### Task goal
Can you render the entries, from the start through the line containing "x=112, y=22", as a Markdown table with the columns "No." and "Text", skipping any blank lines?

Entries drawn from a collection
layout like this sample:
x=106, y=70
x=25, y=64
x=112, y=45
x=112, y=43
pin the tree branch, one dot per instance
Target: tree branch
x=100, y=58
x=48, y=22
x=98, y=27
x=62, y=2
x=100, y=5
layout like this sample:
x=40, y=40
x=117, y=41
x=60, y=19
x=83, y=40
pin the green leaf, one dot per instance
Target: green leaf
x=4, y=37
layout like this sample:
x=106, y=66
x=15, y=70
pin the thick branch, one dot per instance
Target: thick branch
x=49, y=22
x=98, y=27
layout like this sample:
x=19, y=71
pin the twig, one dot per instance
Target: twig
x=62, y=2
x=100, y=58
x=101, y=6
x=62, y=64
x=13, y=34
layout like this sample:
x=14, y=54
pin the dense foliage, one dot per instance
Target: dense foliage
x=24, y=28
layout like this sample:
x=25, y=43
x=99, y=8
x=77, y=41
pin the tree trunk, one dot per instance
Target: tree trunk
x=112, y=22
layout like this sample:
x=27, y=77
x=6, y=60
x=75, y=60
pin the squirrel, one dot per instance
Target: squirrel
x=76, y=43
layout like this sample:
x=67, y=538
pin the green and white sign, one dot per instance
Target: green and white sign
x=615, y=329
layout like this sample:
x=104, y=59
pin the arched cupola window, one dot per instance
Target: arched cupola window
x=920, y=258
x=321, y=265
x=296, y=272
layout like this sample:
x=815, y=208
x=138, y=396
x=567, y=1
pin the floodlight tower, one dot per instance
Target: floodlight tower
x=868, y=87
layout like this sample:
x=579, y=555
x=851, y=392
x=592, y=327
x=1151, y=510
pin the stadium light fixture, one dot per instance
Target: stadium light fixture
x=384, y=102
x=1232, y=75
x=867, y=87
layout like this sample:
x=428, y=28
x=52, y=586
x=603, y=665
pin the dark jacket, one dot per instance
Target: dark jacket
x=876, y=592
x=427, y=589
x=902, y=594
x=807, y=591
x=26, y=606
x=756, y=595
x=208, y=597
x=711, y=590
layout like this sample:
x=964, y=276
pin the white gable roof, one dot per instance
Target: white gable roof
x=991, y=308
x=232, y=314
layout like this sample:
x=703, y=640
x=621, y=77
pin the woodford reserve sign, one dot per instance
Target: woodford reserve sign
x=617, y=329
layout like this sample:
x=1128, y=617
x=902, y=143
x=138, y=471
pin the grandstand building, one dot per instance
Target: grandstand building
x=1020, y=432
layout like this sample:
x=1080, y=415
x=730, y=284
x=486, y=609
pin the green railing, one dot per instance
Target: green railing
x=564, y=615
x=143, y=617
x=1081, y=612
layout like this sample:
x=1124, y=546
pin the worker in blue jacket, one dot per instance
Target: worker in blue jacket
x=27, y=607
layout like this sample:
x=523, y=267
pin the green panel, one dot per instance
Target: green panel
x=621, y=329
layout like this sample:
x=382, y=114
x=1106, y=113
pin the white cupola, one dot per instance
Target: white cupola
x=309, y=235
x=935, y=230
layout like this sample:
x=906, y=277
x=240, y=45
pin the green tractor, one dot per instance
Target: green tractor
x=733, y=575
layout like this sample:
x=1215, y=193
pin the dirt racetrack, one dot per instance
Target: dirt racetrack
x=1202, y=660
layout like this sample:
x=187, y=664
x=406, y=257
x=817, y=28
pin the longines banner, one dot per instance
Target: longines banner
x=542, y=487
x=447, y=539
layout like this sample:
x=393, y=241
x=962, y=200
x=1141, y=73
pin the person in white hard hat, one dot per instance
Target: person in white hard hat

### Correct answer
| No. | Text |
|---|---|
| 1 | layout like this sample: |
| 2 | x=106, y=70 |
| 3 | x=25, y=64 |
| 4 | x=112, y=45 |
| 5 | x=112, y=43 |
| 6 | pin the tree branch, one dot per instance |
| 7 | Target: tree branch |
| 8 | x=100, y=58 |
| 9 | x=48, y=22 |
| 10 | x=98, y=27 |
| 11 | x=62, y=2 |
| 12 | x=100, y=5 |
| 13 | layout like this sample: |
| 14 | x=40, y=40 |
| 15 | x=117, y=41 |
| 16 | x=60, y=19 |
| 17 | x=83, y=40 |
| 18 | pin the green leaf, one dot per instance |
| 19 | Target: green leaf |
| 20 | x=4, y=37 |
| 21 | layout like this sample: |
| 22 | x=106, y=66 |
| 23 | x=15, y=70 |
| 24 | pin the thick branch, one dot per instance |
| 25 | Target: thick branch |
| 26 | x=49, y=22 |
| 27 | x=98, y=27 |
| 28 | layout like this sample: |
| 29 | x=19, y=71 |
| 30 | pin the twig, one dot per instance |
| 31 | Target: twig |
| 32 | x=62, y=2 |
| 33 | x=100, y=58 |
| 34 | x=101, y=6 |
| 35 | x=62, y=64 |
| 36 | x=13, y=34 |
| 37 | layout like this sample: |
| 38 | x=14, y=54 |
| 39 | pin the dense foliage, one dot per instance |
| 40 | Target: dense foliage |
| 41 | x=24, y=28 |
| 42 | layout like this sample: |
| 43 | x=25, y=43 |
| 44 | x=99, y=8 |
| 45 | x=77, y=41 |
| 46 | pin the tree trunk, one dot per instance |
| 47 | Target: tree trunk |
| 48 | x=112, y=22 |